TASK BRIEF:
An exact copy of all the entries is what is needed here.
#### EXERCISE INPUTS ####
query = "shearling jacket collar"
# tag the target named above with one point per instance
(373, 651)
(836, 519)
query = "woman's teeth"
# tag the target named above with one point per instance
####
ANSWER FOR THE TASK:
query = "shearling jacket collar"
# tag the target named above with one point per instance
(373, 651)
(836, 519)
query = "woman's teeth"
# tag the target named above with one point per instance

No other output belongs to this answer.